--- Dataset extract ---
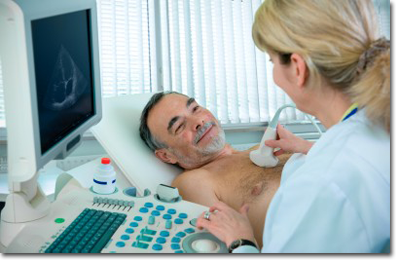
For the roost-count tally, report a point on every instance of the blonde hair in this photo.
(331, 36)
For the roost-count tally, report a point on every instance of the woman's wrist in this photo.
(249, 237)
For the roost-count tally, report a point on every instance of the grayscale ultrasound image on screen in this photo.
(64, 75)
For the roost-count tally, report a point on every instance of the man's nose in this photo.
(198, 123)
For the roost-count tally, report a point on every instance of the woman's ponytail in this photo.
(372, 90)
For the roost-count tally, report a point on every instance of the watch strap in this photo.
(239, 243)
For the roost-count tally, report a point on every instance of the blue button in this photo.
(161, 240)
(190, 230)
(155, 213)
(175, 246)
(148, 205)
(157, 247)
(164, 233)
(178, 221)
(125, 237)
(143, 210)
(172, 211)
(180, 234)
(134, 224)
(183, 215)
(160, 208)
(129, 231)
(167, 216)
(175, 240)
(120, 244)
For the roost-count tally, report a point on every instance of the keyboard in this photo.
(90, 232)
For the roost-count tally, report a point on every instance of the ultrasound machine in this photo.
(50, 59)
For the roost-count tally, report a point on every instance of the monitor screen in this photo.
(64, 75)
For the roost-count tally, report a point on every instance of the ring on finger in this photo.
(207, 215)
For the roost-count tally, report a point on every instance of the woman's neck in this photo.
(330, 107)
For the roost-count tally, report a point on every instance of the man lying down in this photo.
(183, 133)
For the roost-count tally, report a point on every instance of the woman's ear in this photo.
(165, 156)
(301, 70)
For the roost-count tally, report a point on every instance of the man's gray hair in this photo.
(144, 130)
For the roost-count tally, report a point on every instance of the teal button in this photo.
(143, 210)
(175, 246)
(152, 220)
(134, 224)
(129, 231)
(190, 230)
(168, 224)
(125, 237)
(175, 240)
(160, 208)
(157, 247)
(178, 221)
(167, 216)
(120, 244)
(172, 211)
(155, 213)
(59, 220)
(164, 233)
(161, 240)
(183, 215)
(181, 234)
(148, 205)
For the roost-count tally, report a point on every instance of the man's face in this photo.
(192, 133)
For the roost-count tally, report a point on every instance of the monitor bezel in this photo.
(47, 9)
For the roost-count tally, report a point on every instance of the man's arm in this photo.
(196, 187)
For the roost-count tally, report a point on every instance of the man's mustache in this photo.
(201, 131)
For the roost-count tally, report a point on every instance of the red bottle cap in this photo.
(105, 161)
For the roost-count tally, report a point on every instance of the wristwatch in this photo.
(241, 242)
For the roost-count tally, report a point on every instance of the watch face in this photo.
(235, 244)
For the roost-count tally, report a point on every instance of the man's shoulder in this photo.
(200, 175)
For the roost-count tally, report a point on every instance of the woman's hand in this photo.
(227, 224)
(288, 142)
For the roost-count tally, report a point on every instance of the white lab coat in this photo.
(335, 199)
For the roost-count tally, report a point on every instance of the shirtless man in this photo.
(183, 133)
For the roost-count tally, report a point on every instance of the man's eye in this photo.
(179, 128)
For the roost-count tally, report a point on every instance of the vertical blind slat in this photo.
(207, 52)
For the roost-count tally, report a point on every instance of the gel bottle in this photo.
(104, 179)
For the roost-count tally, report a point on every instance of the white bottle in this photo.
(104, 179)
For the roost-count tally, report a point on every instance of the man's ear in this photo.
(165, 156)
(301, 70)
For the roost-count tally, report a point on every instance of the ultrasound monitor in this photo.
(51, 78)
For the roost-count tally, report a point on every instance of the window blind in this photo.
(207, 53)
(124, 47)
(212, 57)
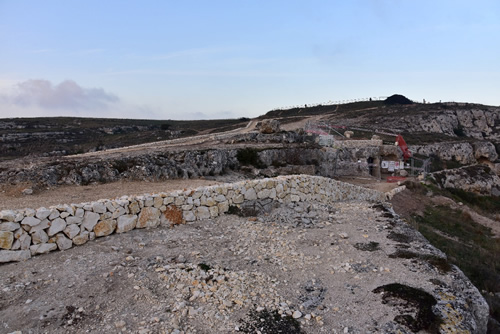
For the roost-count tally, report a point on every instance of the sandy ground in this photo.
(151, 281)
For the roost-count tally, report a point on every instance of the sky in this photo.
(240, 58)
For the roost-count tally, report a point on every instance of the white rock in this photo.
(74, 220)
(39, 237)
(42, 213)
(8, 215)
(6, 239)
(30, 221)
(56, 226)
(79, 212)
(9, 226)
(250, 194)
(98, 207)
(54, 214)
(42, 226)
(120, 211)
(63, 242)
(11, 256)
(189, 216)
(42, 248)
(90, 220)
(25, 241)
(72, 230)
(202, 212)
(126, 223)
(81, 238)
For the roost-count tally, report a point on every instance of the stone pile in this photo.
(29, 232)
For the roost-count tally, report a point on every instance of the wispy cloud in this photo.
(65, 95)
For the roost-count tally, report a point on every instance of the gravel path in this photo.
(295, 269)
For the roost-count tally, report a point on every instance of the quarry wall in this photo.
(29, 232)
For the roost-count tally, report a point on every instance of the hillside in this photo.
(456, 209)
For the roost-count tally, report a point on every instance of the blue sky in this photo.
(227, 59)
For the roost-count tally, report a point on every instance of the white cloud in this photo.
(66, 95)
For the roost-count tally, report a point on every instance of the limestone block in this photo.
(105, 227)
(14, 256)
(72, 230)
(79, 213)
(54, 214)
(89, 220)
(8, 215)
(189, 216)
(16, 245)
(63, 242)
(40, 227)
(9, 226)
(6, 239)
(29, 212)
(25, 241)
(220, 198)
(238, 199)
(250, 194)
(126, 223)
(30, 221)
(42, 213)
(81, 238)
(120, 211)
(172, 216)
(223, 207)
(42, 248)
(202, 212)
(134, 208)
(179, 200)
(149, 217)
(264, 193)
(99, 207)
(110, 206)
(209, 201)
(56, 226)
(168, 200)
(149, 201)
(214, 211)
(74, 220)
(158, 202)
(39, 237)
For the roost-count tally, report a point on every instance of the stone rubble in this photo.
(63, 226)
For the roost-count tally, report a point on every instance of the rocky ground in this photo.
(305, 268)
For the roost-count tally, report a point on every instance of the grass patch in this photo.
(414, 304)
(468, 245)
(249, 156)
(269, 322)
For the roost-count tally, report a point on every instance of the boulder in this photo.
(268, 126)
(11, 256)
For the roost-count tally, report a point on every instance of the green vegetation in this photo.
(416, 301)
(72, 135)
(269, 322)
(249, 156)
(469, 245)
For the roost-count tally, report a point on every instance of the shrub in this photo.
(249, 156)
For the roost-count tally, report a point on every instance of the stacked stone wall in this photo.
(29, 232)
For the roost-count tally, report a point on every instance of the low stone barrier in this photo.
(29, 232)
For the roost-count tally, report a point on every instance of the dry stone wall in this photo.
(29, 232)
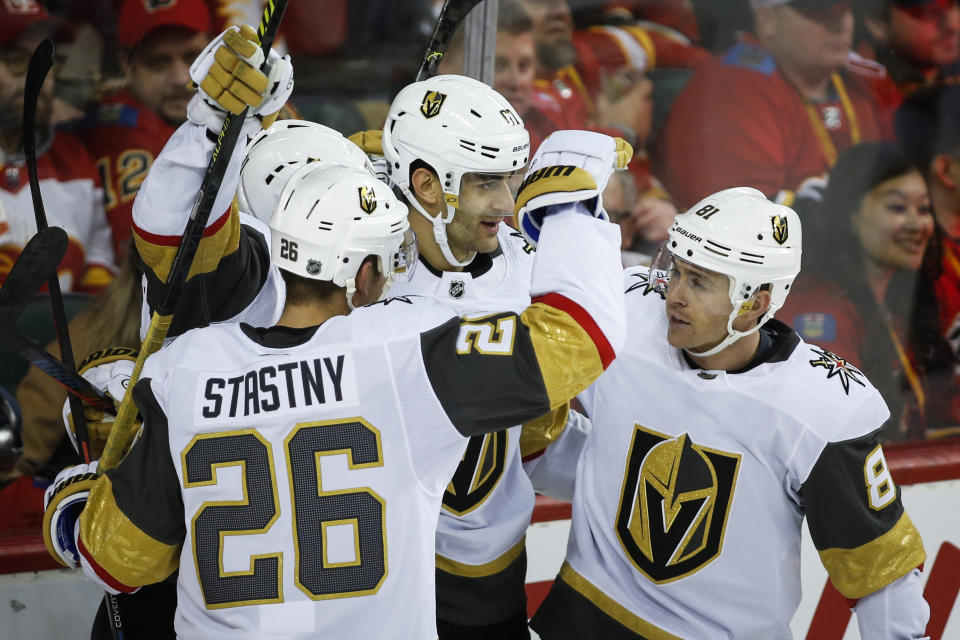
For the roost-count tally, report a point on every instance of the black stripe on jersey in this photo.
(483, 600)
(145, 483)
(837, 497)
(221, 294)
(566, 614)
(483, 392)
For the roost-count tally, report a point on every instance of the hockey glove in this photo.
(228, 74)
(370, 141)
(108, 370)
(63, 502)
(569, 172)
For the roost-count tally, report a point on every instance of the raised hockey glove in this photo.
(229, 77)
(109, 370)
(63, 502)
(370, 141)
(568, 173)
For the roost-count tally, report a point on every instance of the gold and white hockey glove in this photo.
(63, 501)
(229, 78)
(108, 370)
(569, 172)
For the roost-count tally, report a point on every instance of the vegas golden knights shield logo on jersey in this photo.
(674, 505)
(432, 102)
(779, 228)
(368, 200)
(478, 473)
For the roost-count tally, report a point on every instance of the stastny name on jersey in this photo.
(280, 386)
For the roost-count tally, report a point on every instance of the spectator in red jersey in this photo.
(928, 125)
(158, 42)
(776, 109)
(68, 180)
(866, 292)
(918, 41)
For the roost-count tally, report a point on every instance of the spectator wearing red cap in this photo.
(68, 180)
(777, 109)
(158, 42)
(918, 41)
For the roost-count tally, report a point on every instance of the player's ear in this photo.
(426, 187)
(369, 281)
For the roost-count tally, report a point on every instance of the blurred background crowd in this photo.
(846, 110)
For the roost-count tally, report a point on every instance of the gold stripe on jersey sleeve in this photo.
(861, 571)
(613, 608)
(567, 355)
(223, 239)
(537, 434)
(481, 570)
(128, 554)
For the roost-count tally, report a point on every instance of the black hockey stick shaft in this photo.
(451, 17)
(125, 424)
(40, 64)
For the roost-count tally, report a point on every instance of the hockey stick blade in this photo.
(40, 64)
(451, 17)
(124, 426)
(34, 266)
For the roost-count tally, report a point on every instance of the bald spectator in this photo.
(776, 110)
(68, 180)
(158, 42)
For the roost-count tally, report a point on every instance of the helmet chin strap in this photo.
(440, 223)
(732, 334)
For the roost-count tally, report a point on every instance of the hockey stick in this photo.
(124, 426)
(40, 64)
(451, 16)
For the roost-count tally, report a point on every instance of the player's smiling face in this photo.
(698, 307)
(485, 200)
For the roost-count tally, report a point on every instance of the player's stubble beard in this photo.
(555, 55)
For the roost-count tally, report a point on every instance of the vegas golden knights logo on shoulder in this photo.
(368, 200)
(432, 102)
(478, 474)
(779, 228)
(674, 504)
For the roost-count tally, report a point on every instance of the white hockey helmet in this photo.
(456, 125)
(332, 217)
(274, 154)
(740, 233)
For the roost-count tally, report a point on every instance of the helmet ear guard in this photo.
(741, 234)
(455, 125)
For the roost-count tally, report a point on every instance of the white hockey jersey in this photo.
(295, 475)
(488, 504)
(692, 487)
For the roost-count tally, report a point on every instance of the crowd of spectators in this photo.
(848, 110)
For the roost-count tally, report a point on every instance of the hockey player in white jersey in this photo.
(451, 145)
(715, 433)
(294, 473)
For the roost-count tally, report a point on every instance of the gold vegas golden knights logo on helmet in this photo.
(368, 199)
(432, 102)
(674, 506)
(779, 228)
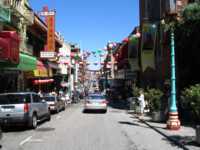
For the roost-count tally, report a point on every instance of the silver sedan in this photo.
(95, 102)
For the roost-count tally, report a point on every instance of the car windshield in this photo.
(49, 98)
(14, 99)
(96, 97)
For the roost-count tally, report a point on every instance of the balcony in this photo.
(26, 48)
(21, 10)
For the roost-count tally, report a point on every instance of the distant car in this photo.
(95, 102)
(55, 104)
(24, 108)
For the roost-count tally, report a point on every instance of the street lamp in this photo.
(110, 46)
(173, 122)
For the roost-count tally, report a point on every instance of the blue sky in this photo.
(92, 23)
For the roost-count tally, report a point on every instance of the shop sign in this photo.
(130, 75)
(5, 14)
(51, 33)
(47, 54)
(47, 13)
(41, 73)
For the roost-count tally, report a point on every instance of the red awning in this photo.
(42, 81)
(9, 46)
(4, 46)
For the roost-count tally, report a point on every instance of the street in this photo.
(74, 130)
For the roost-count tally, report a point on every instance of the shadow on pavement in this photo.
(118, 104)
(93, 112)
(132, 124)
(185, 140)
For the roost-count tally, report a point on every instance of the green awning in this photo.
(26, 62)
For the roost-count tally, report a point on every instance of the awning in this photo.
(42, 81)
(41, 70)
(26, 62)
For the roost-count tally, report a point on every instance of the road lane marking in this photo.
(58, 117)
(25, 140)
(36, 140)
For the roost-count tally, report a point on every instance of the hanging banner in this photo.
(133, 53)
(51, 33)
(148, 46)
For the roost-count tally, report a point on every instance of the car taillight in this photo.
(26, 108)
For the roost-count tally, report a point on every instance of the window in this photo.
(36, 98)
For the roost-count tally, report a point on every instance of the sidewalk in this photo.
(184, 138)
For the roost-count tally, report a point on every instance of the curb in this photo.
(181, 145)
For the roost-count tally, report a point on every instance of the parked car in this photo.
(23, 108)
(55, 104)
(96, 102)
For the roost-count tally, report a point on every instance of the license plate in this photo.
(7, 110)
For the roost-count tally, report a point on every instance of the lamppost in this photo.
(173, 122)
(110, 46)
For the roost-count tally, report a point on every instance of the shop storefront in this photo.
(41, 78)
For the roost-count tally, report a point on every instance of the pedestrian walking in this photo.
(141, 103)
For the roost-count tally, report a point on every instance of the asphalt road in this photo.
(74, 130)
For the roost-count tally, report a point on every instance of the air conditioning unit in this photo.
(170, 7)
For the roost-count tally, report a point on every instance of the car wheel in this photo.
(33, 124)
(57, 110)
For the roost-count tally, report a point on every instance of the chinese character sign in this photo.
(51, 33)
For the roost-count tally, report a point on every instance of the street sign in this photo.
(47, 13)
(47, 54)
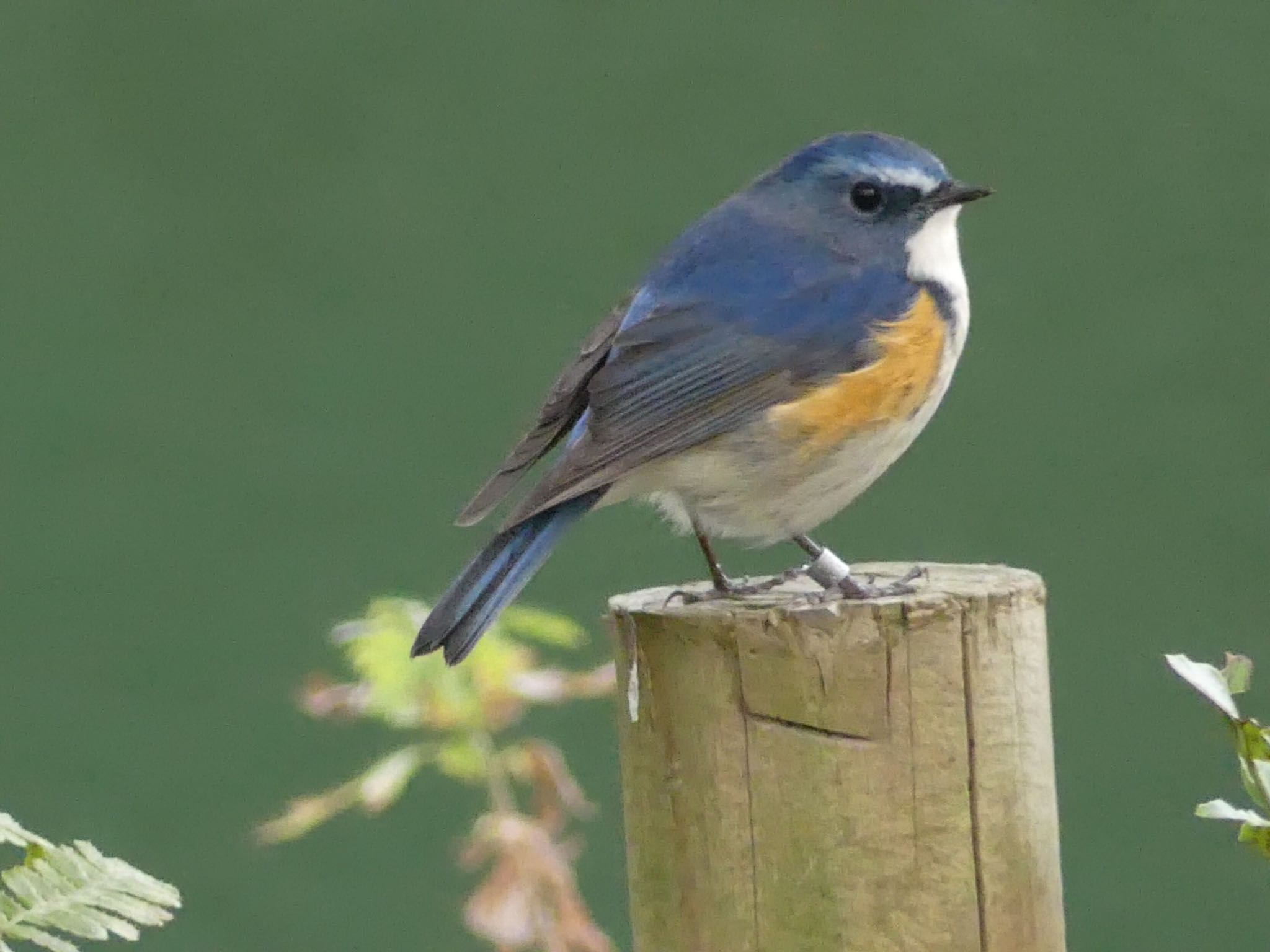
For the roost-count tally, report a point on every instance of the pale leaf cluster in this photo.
(1220, 685)
(60, 891)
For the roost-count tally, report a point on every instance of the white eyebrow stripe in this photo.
(913, 178)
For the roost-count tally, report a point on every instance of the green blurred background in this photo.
(281, 282)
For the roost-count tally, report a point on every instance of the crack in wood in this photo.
(972, 785)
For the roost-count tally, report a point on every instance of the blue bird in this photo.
(778, 358)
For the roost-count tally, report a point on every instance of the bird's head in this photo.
(874, 196)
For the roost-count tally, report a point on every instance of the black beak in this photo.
(954, 192)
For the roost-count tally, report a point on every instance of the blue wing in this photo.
(738, 316)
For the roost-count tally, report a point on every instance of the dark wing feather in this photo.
(678, 379)
(566, 403)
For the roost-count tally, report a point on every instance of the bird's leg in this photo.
(721, 582)
(723, 586)
(835, 575)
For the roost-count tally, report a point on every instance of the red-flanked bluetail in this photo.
(779, 357)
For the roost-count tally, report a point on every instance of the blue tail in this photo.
(494, 578)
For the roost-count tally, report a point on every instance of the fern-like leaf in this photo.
(76, 891)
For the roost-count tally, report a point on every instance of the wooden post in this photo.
(845, 776)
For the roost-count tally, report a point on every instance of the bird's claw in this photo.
(851, 588)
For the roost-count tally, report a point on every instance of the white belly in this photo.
(753, 485)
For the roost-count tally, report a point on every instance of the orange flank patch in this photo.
(890, 389)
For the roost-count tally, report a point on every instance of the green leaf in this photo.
(464, 760)
(1208, 681)
(543, 627)
(75, 890)
(1237, 673)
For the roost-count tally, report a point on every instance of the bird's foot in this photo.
(732, 589)
(851, 588)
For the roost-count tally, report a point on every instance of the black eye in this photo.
(866, 197)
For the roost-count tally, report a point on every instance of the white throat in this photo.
---
**Work instructions**
From the line containing "wood in this photo." through the last line of the entries above, print every line exactly, including both ends, and nothing else.

**Result for this task**
For the roost-count tally, report a point on every instance of the crack in wood in this photo.
(972, 785)
For the roost-count tally, report a point on every instance of the blue bird in this photo.
(778, 358)
For the roost-count tally, report a point on every instance of the bird's head in this photo.
(874, 196)
For the roost-count tally, report a point on every instance of the black beak in this photo.
(954, 192)
For the roost-count tally, report a point on every instance of the blue wing in this photo.
(738, 316)
For the roost-count tally, report a point on every instance of the dark wing feather in this photo.
(678, 379)
(566, 403)
For the roost-count tally, report a point on every instance of the bird's leg in this photo.
(721, 582)
(723, 586)
(835, 575)
For the roost-count tally, report a point on every instance of the red-flanked bluetail in this photo.
(779, 357)
For the roost-count tally, report a point on every instance of the blue tail in this photo.
(494, 578)
For the roost-count tally, report a point on every instance of the fern-like leaf in this photo.
(76, 891)
For the roost-count tally, report a point on every instance of the wooden post in this photo.
(845, 776)
For the roost-count tally, report a point on every instance of the bird's claw in this photo.
(851, 588)
For the roost-count tally, report a point on every instance of the white belly in this photo.
(753, 485)
For the roost-count tally, report a point on every instance of the orange flank patch in this photo.
(890, 389)
For the roost-count tally, report a point on every instance of the green leaf in this photo.
(464, 760)
(1208, 681)
(543, 627)
(75, 890)
(1237, 673)
For the roost-count tally, report a point on every instance of the bird's foot in this photo.
(732, 589)
(851, 588)
For the roost-count tally, report a point on every instance of the black eye in this photo.
(866, 197)
For the roost-count tally, report a point on every instance of the white throat in this photo.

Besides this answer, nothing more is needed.